**Entries provided:**
== Segment start ==

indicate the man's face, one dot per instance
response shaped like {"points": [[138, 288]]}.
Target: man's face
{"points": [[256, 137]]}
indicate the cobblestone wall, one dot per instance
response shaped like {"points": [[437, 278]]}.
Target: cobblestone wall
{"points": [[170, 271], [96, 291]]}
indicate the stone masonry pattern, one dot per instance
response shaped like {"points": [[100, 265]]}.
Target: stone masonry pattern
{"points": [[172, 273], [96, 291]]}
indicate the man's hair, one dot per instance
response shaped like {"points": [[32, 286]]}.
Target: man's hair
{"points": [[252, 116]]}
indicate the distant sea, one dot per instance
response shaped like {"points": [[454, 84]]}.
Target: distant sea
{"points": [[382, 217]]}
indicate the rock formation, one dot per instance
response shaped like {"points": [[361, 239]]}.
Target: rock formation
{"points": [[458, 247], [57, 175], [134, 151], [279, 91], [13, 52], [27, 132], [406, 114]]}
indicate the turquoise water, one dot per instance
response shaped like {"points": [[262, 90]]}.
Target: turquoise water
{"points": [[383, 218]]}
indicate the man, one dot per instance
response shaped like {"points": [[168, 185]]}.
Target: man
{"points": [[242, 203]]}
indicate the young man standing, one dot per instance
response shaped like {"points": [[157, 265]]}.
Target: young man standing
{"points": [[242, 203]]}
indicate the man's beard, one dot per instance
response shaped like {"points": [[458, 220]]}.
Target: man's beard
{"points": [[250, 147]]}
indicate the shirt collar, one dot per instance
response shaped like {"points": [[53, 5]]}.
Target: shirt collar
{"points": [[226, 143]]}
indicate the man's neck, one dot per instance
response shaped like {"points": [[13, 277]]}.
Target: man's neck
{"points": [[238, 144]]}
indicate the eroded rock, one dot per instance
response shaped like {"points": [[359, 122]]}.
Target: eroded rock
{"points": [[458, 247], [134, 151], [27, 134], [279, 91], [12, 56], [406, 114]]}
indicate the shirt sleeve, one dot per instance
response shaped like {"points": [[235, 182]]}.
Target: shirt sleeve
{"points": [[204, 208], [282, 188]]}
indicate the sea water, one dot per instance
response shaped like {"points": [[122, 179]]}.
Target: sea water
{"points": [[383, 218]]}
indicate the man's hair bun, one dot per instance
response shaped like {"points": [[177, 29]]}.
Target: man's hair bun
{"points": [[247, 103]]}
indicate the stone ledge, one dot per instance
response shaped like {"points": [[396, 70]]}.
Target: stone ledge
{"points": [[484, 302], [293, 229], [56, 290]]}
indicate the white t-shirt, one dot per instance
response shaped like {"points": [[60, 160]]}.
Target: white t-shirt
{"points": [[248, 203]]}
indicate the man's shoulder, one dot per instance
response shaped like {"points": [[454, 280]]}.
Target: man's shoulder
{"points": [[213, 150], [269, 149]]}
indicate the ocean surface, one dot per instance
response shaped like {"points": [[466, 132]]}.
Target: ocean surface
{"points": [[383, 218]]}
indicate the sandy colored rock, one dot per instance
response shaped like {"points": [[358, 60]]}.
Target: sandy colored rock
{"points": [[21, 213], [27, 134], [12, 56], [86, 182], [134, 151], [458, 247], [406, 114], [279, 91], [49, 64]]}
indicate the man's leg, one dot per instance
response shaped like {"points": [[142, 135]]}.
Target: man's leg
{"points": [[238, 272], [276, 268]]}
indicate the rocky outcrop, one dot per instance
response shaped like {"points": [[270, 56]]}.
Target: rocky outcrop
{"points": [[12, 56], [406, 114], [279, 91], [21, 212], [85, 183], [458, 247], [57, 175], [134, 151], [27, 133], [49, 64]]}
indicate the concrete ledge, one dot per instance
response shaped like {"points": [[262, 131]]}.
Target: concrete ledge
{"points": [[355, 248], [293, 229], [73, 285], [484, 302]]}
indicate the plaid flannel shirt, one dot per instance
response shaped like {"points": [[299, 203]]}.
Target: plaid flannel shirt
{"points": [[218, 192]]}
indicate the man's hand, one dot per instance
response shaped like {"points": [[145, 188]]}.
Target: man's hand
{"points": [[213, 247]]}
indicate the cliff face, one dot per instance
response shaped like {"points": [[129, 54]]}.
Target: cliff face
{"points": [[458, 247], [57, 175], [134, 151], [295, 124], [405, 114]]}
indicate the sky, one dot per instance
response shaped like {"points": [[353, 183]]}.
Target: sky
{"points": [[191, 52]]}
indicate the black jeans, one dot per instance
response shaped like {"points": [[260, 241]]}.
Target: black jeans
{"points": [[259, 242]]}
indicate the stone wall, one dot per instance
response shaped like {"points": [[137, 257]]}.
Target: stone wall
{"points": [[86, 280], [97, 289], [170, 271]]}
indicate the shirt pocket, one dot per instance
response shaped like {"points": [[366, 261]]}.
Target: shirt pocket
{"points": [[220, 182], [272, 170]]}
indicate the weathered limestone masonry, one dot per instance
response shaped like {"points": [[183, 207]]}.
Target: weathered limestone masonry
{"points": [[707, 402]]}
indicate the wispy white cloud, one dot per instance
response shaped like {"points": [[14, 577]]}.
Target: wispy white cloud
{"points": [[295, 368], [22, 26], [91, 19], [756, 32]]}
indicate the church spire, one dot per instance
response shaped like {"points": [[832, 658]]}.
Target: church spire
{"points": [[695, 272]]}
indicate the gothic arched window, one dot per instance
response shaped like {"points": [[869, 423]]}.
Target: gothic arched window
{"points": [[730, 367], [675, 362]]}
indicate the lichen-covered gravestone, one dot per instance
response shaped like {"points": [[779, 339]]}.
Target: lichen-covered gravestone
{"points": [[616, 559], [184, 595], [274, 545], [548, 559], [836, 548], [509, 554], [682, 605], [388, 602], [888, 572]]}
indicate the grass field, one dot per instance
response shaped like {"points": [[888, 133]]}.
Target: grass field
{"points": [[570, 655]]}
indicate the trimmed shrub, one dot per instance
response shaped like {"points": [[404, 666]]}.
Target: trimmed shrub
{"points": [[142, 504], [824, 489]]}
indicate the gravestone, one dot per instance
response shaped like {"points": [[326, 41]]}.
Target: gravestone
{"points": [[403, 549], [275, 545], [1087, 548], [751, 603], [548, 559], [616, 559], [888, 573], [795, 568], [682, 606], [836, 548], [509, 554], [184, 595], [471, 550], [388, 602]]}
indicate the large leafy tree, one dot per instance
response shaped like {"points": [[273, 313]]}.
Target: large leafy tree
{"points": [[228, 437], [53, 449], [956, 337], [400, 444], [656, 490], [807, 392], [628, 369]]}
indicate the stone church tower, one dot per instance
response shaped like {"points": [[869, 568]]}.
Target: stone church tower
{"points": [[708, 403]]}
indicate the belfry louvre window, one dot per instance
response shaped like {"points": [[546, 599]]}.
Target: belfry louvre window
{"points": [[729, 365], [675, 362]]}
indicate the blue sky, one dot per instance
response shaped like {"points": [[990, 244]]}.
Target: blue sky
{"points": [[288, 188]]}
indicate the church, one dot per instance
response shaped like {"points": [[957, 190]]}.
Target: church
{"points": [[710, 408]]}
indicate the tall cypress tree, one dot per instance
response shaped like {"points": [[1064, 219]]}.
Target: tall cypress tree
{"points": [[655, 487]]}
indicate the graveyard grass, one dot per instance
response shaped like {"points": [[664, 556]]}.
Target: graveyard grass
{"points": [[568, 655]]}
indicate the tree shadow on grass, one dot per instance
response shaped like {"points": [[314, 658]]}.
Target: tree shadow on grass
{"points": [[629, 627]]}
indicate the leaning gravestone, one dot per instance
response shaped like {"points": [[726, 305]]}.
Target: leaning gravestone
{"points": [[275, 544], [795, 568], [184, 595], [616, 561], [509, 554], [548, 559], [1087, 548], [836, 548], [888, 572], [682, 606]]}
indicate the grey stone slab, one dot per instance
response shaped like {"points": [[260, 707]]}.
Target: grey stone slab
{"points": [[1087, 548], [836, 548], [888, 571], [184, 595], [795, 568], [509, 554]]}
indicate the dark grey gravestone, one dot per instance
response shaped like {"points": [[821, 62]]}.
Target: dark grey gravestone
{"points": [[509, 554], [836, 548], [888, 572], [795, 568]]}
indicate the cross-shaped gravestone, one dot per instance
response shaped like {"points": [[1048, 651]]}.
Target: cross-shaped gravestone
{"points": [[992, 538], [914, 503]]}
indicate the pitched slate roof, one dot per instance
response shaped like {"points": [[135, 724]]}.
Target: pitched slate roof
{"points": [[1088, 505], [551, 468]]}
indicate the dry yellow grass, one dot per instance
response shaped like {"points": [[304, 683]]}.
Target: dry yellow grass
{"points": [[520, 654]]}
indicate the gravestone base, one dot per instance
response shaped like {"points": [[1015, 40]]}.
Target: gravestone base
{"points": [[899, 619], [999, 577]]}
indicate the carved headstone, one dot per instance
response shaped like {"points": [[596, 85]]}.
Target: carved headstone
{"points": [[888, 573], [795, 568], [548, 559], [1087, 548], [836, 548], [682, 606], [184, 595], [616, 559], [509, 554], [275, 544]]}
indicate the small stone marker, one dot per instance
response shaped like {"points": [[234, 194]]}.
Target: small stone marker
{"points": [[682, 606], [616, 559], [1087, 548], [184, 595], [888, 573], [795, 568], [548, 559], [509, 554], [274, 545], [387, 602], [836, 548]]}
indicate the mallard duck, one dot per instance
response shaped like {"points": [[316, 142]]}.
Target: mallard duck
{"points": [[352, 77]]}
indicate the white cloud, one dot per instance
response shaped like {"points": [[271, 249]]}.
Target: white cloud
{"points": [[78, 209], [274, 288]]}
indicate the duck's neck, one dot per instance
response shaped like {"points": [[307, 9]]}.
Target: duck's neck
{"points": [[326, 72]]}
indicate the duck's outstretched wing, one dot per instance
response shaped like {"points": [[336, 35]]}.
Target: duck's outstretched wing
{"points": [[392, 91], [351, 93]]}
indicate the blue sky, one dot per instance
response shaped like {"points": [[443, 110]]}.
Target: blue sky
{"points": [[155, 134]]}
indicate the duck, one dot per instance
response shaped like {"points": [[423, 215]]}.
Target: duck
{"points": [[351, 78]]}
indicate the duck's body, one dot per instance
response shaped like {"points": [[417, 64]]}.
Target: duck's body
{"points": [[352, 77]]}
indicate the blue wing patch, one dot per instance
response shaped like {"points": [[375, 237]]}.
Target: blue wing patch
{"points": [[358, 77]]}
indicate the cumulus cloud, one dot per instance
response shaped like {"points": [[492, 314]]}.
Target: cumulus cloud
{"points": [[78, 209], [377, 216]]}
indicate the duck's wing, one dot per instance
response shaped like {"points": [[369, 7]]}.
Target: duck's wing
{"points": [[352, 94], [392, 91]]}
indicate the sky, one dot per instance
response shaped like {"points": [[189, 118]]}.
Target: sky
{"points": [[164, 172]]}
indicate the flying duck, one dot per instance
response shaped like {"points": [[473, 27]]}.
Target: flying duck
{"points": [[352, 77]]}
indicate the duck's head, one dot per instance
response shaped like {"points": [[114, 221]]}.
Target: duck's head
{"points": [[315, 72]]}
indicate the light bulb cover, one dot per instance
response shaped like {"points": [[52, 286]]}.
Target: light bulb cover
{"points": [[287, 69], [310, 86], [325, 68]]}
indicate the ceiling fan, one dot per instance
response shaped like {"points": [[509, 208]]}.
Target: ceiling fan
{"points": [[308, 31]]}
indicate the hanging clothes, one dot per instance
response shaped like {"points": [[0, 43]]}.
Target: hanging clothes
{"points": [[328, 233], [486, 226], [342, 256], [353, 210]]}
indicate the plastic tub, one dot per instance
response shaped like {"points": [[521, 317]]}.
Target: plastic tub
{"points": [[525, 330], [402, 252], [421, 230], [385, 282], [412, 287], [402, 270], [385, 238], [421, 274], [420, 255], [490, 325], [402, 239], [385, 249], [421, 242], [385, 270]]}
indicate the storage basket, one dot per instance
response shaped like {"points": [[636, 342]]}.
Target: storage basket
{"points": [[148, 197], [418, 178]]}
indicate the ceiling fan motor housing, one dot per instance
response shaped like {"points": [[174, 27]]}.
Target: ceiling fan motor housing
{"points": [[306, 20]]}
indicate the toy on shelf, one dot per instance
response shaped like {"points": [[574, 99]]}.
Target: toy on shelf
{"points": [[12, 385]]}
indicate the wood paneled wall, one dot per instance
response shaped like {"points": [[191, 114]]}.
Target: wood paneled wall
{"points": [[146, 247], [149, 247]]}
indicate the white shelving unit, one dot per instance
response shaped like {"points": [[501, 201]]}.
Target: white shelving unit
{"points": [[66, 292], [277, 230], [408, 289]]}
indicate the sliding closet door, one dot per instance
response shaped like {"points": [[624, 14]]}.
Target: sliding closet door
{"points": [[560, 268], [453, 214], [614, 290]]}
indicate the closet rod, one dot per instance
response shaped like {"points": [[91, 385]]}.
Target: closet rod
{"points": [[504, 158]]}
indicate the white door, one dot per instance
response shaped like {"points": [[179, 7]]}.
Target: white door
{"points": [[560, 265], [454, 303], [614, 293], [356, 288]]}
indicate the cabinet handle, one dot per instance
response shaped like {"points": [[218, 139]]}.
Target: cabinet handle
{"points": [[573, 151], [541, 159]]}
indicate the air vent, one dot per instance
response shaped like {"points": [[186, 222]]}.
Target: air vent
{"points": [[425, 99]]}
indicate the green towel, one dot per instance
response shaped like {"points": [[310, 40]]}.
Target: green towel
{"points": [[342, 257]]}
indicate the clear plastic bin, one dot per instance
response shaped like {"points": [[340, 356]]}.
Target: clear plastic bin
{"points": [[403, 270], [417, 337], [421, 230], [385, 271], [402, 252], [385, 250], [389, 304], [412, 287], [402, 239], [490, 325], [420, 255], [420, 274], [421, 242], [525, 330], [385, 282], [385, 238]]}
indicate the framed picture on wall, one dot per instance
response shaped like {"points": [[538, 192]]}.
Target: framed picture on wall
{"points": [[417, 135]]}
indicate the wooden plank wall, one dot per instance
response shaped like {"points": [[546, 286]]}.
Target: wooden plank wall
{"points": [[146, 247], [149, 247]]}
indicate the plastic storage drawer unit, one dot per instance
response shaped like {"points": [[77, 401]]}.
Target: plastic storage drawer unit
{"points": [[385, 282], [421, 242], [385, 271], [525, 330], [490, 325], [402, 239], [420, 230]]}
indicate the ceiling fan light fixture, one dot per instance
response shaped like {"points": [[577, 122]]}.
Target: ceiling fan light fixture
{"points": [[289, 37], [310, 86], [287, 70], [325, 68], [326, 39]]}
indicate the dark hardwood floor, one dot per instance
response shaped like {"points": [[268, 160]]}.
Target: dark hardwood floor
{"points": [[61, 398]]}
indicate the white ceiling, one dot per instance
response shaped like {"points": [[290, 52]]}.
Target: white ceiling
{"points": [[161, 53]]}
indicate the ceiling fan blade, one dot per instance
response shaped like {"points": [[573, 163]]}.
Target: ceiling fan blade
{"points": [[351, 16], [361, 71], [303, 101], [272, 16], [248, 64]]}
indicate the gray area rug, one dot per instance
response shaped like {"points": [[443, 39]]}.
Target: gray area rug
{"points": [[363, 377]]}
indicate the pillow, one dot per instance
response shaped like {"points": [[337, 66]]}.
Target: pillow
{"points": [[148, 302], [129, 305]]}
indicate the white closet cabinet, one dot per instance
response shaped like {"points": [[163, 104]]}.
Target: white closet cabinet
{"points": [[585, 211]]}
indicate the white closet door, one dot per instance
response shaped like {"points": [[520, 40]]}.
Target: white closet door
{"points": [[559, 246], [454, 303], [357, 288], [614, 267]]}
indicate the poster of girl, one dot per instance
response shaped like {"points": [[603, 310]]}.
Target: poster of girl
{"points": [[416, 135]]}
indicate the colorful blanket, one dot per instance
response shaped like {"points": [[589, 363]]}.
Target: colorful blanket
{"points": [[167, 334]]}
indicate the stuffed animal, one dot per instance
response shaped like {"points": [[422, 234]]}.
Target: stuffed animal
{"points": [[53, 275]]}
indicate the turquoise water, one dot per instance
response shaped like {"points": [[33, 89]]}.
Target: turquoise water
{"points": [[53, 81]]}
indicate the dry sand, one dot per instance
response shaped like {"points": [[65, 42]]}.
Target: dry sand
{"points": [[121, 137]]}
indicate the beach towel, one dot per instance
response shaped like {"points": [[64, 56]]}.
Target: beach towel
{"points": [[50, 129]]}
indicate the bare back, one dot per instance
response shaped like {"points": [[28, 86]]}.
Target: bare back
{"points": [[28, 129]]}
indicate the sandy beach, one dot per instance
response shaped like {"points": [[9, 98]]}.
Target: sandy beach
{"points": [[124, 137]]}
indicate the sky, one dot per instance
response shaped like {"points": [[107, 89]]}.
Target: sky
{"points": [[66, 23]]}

== Segment end ==

**What this task involves:**
From the top of the listing above, restate each line word for word up to and including the line with "indicate the stone masonry"; add nothing else.

**Finished exercise:**
indicate the man's face, one dot per instance
response shaped like {"points": [[138, 288]]}.
Target: man's face
{"points": [[256, 137]]}
indicate the cobblestone wall, one dot per instance
response shaped like {"points": [[437, 278]]}.
Target: cobblestone wall
{"points": [[170, 271], [96, 291]]}
indicate the stone masonry pattern, one dot per instance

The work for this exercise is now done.